_Supplied passage_

◆ ◆ ◆ ◆ ◆ ◆ ◆

Skip to main content

A Baseline for 3D Multi-Object Tracking

-By Xinshuo Weng, Kris Kitani Carnegie Mellon University


Abstract
 3D multi-object tracking (MOT) is an essential component technology for many real-time applications such as autonomous driving or assistive robotics. However, recent works for 3D MOT tend to focus more on developing accurate systems giving less regard to computational cost and system complexity. In contrast, this work proposes a simple yet accurate real-time baseline 3D MOT system. We use an off-the-shelf 3D object detector to obtain oriented 3D bounding boxes from the LiDAR point cloud. Then, a combination of 3D Kalman filter and Hungarian algorithm is used for state estimation and data association. Although our baseline system is a straightforward combination of standard methods, we obtain the state-of-the-art results. To evaluate our baseline system, we propose a new 3D MOT extension to the official KITTI 2D MOT evaluation along with two new metrics. Our proposed baseline method for 3D MOT establishes new state-of-theart performance on 3D MOT for KITTI, improving the 3D MOTA from 72.23 of prior art to 76.47. Surprisingly, by projecting our 3D tracking results to the 2D image plane and compare against published 2D MOT methods, our system places 2nd on the official KITTI leaderboard. Also, our proposed 3D MOT method runs at a rate of 214.7 FPS, 65× faster than the state-of-the-art 2D MOT system.



Multi-object tracking (MOT) is an essential component technology for many vision applications such as autonomous driving , robot collision prediction and video face alignment. Due to the significant advance in object detection, there has been much progress on MOT. For example, for the car class on the KITTI MOT benchmark, the MOTA (multi-object tracking accuracy) has improved from 57.03 to 84.24 in two years. Although the accuracy has been significantly improved, it has come at the cost of increasing system complexity and computational cost. Complex systems make modular analysis challenging and it is not always clear which part of the system contributes the most to performance. For example, leading works have substantial different system pipelines but only minor differences in performance. Also, the adverse effect of increased computational cost is obvious. Despite having excellent accuracy, real-time tracking is out of reach. In contrast to prior work which tends to focus more on accuracy over system complexity and computational cost, this work aims to develop an accurate, simple and real-time 3D MOT system. We show that our proposed system which combines the minimal components for 3D MOT works extremely well. On the KITTI dataset, our system establishes new state-of-the-art performance on 3D MOT. Surprisingly, if we project our 3D tracking results to the 2D image plane and compare against all published 2D MOT methods, our system places 2nd on the official KITTI leaderboard . In addition, due to the simplicity of our system, it can run at a rate of 214.7 FPS on KITTI test set, 65 times faster than the state-of-the-art MOT system BeyondPixels. When comparing against other real-time MOT systems such as Complexer-YOLO, LP-SSVM, 3D-CNN/PMBM, and MCMOT-CPD, our system is at least twice as fast and achieves much higher accuracy.

◆ ◆ ◆ ◆ ◆ ◆ ◆

_Supplied records_
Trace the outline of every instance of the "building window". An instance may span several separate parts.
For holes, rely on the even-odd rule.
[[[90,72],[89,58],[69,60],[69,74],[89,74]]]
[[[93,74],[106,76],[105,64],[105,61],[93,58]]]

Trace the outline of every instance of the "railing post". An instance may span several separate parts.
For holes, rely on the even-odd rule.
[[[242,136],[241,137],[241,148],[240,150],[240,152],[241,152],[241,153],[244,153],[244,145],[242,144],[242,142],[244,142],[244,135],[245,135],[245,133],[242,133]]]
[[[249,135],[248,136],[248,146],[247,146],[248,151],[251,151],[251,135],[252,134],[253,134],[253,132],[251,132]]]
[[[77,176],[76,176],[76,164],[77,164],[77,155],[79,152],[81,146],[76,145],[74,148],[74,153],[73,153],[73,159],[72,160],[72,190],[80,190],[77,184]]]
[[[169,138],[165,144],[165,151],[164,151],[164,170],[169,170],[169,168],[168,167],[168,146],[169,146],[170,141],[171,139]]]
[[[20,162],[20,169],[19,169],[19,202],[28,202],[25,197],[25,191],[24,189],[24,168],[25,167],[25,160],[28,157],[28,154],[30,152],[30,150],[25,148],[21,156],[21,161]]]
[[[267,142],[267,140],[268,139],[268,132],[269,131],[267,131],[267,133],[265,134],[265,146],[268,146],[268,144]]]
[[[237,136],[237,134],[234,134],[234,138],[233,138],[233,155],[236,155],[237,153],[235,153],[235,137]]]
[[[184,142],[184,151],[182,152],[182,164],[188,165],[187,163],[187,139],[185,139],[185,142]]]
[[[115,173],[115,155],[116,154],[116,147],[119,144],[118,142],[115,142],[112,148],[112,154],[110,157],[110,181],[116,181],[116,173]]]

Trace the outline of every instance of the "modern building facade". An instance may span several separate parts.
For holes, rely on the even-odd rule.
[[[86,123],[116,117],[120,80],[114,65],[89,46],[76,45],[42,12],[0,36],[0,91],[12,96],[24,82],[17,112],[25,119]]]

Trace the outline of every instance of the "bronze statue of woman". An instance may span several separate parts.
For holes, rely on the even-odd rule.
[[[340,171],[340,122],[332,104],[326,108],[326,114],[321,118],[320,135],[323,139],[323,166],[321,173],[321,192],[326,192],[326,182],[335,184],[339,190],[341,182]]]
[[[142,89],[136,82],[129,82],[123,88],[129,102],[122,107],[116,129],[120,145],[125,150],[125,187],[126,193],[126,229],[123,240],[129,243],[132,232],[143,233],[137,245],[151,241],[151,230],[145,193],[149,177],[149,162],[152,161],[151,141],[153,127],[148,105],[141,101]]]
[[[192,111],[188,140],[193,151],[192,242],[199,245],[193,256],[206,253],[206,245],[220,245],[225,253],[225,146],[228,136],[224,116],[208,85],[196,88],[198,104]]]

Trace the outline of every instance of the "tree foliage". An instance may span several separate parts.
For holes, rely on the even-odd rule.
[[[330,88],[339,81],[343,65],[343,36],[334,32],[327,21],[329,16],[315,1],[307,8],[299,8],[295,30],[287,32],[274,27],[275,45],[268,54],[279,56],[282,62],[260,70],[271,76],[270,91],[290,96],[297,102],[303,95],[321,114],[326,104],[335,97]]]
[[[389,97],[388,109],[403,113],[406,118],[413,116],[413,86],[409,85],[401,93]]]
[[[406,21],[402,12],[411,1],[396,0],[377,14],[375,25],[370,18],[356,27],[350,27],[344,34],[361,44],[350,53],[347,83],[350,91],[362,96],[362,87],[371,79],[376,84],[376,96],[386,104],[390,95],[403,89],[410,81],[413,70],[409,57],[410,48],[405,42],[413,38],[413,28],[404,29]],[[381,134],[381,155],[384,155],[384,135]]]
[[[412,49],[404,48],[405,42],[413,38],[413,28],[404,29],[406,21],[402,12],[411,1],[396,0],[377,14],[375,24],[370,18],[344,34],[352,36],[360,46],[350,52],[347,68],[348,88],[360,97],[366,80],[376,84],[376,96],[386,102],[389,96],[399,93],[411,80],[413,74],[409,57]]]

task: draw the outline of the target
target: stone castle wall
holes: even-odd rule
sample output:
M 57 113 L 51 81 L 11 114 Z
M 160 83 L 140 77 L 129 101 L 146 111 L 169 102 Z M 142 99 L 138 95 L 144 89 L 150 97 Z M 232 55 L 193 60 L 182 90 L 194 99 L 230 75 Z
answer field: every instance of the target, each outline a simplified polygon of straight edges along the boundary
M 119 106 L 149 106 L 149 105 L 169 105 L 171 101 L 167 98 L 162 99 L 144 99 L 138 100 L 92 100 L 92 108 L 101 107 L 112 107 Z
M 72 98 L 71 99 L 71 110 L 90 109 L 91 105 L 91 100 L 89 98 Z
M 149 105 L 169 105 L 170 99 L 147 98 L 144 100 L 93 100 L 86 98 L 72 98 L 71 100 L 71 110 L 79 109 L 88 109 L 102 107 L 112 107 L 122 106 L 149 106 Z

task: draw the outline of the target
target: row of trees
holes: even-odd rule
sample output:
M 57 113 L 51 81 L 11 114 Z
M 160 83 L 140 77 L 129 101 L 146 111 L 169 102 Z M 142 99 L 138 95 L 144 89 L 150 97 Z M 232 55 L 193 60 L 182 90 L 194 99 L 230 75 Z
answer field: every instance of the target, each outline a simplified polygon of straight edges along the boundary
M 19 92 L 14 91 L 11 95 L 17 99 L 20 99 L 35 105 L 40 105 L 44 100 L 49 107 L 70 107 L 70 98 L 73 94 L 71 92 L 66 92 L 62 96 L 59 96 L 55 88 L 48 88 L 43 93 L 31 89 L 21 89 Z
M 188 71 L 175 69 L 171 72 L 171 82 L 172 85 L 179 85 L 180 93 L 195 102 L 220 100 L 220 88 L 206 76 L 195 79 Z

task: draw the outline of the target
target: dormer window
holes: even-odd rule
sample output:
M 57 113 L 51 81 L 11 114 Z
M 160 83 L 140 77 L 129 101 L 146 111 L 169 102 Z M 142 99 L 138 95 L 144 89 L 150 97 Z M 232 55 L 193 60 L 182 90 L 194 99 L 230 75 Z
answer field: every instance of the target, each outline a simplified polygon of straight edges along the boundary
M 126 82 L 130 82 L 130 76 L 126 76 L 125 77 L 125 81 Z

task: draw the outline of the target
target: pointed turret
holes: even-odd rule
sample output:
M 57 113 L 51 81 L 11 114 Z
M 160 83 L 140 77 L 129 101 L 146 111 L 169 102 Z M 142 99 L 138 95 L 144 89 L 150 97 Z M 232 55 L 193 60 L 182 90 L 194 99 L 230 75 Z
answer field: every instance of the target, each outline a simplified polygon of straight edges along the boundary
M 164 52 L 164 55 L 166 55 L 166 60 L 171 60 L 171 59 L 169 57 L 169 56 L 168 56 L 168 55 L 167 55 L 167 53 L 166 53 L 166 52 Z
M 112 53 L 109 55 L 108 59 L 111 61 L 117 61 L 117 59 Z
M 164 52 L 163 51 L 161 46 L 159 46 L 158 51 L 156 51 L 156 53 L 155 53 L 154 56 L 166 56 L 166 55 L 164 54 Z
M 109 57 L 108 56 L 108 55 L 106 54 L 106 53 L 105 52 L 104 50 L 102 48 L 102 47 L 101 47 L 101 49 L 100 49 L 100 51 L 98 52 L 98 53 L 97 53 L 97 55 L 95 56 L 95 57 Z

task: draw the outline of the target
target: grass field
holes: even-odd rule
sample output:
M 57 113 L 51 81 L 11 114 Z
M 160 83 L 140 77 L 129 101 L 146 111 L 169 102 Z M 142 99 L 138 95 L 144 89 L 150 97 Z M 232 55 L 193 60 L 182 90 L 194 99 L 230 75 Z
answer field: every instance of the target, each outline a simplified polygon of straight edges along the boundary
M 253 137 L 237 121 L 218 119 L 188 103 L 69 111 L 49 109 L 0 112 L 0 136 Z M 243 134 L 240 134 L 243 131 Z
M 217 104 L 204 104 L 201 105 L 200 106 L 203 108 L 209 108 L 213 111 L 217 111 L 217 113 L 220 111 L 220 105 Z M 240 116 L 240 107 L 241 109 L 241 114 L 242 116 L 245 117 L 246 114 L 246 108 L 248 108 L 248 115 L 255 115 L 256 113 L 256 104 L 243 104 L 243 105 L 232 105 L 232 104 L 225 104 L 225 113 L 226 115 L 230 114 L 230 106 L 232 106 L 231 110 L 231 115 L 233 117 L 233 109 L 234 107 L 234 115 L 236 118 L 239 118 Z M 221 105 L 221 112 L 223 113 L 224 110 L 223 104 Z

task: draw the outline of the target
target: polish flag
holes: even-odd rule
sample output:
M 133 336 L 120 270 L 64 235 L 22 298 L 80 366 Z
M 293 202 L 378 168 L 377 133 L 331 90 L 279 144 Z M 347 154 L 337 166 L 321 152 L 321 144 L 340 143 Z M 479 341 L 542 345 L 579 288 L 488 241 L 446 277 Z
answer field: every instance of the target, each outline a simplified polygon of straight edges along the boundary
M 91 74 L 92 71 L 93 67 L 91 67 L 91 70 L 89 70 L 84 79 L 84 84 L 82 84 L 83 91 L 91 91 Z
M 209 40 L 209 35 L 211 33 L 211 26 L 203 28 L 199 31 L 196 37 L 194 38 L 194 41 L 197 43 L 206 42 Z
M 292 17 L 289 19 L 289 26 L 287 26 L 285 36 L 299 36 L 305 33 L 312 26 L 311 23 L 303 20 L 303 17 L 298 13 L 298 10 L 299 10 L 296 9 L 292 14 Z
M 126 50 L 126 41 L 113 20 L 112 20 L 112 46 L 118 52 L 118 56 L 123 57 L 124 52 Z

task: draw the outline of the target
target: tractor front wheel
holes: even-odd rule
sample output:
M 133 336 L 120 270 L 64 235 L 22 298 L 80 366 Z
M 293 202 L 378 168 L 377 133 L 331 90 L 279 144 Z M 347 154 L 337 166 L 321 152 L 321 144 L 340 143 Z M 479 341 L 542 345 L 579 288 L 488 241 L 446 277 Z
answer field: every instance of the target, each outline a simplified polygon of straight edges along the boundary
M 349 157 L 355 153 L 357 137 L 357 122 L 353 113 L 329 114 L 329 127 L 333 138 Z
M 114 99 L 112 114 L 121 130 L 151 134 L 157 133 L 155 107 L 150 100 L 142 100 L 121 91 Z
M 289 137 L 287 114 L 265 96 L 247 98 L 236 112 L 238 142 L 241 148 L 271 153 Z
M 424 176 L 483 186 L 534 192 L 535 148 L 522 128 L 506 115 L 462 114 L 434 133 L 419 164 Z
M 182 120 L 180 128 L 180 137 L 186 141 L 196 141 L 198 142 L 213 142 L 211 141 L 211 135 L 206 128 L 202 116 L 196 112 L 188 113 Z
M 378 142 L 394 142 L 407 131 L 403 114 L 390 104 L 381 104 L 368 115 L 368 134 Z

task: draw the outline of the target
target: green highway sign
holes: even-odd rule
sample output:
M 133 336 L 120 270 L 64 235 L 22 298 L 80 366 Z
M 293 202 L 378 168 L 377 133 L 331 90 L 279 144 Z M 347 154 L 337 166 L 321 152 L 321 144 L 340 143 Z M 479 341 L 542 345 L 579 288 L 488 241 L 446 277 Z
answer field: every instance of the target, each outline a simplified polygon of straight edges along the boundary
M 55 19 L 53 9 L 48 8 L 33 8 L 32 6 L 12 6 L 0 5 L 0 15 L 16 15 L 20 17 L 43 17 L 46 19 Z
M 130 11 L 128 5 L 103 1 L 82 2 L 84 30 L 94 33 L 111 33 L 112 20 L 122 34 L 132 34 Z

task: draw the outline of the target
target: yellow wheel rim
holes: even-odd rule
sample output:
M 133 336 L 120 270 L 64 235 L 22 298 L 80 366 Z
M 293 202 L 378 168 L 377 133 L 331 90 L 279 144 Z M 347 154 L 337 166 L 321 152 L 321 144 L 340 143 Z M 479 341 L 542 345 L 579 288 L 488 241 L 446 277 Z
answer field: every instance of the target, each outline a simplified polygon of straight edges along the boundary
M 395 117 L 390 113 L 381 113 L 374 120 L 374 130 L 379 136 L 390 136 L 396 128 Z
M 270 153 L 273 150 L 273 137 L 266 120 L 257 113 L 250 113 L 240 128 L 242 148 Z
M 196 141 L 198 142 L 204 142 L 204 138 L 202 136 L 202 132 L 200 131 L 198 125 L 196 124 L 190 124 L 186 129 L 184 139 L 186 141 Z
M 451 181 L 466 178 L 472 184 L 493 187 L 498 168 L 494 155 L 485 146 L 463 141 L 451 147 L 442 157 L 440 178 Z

◆ ◆ ◆ ◆ ◆ ◆ ◆

_Stated problem A_
Answer these from the 3D multi-object tracking text:
(i) At what frame rate does the proposed system run?
(ii) Which algorithm is combined with the 3D Kalman filter?
(iii) What place does the system take on the official KITTI leaderboard when its 3D results are projected to the 2D image plane and compared with published 2D MOT methods?
_Stated problem B_
List every real-time MOT system that the 3D multi-object tracking text names when it compares its own system against other real-time systems.
_Stated problem C_
Translate this sentence from the 3D multi-object tracking text into Spanish: "Then, a combination of 3D Kalman filter and Hungarian algorithm is used for state estimation and data association."

_Task result A_
(i) 214.7 FPS
(ii) The Hungarian algorithm
(iii) 2nd

_Task result B_
Complexer-YOLO
LP-SSVM
3D-CNN/PMBM
MCMOT-CPD

_Task result C_
Luego, se utiliza una combinación del filtro de Kalman 3D y el algoritmo húngaro para la estimación del estado y la asociación de datos.